• Image annotation data:
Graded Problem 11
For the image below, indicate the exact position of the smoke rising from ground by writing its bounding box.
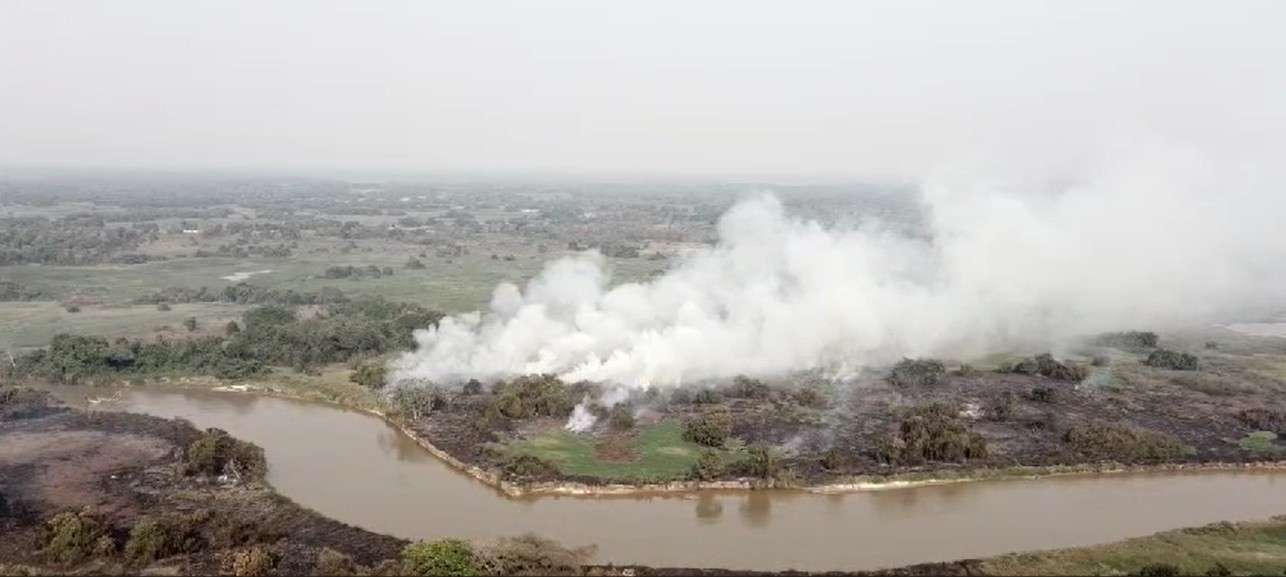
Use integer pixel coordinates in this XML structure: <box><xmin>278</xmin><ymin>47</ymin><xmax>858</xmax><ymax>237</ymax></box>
<box><xmin>394</xmin><ymin>136</ymin><xmax>1286</xmax><ymax>388</ymax></box>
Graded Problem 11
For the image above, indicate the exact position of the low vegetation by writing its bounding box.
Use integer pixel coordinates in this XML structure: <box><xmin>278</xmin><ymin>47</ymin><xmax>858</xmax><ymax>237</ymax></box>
<box><xmin>889</xmin><ymin>359</ymin><xmax>946</xmax><ymax>387</ymax></box>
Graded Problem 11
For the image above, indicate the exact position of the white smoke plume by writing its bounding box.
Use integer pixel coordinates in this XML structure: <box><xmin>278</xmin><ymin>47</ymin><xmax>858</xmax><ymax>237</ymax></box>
<box><xmin>394</xmin><ymin>134</ymin><xmax>1286</xmax><ymax>390</ymax></box>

• Task requirements: Repeat the listing in full and exactly. Do not include any images.

• Task output:
Graded Problem 11
For the image below, indicate the exact position of the smoke rising from ground by writing its bounding box.
Use integer pixel coordinates in this XML structure: <box><xmin>278</xmin><ymin>47</ymin><xmax>858</xmax><ymax>237</ymax></box>
<box><xmin>394</xmin><ymin>136</ymin><xmax>1286</xmax><ymax>388</ymax></box>
Graded Problem 11
For the image above, indicate the exact position of the low vegetation by writing its bounding box.
Use integer pixel coordinates in this XML structure: <box><xmin>278</xmin><ymin>47</ymin><xmax>858</xmax><ymax>237</ymax></box>
<box><xmin>889</xmin><ymin>359</ymin><xmax>946</xmax><ymax>387</ymax></box>
Graded Problem 11
For the image above, indicate the exact position of the white smoke plume by writing its bounding box.
Use integer pixel coordinates in this XML structure: <box><xmin>278</xmin><ymin>47</ymin><xmax>858</xmax><ymax>237</ymax></box>
<box><xmin>394</xmin><ymin>134</ymin><xmax>1286</xmax><ymax>390</ymax></box>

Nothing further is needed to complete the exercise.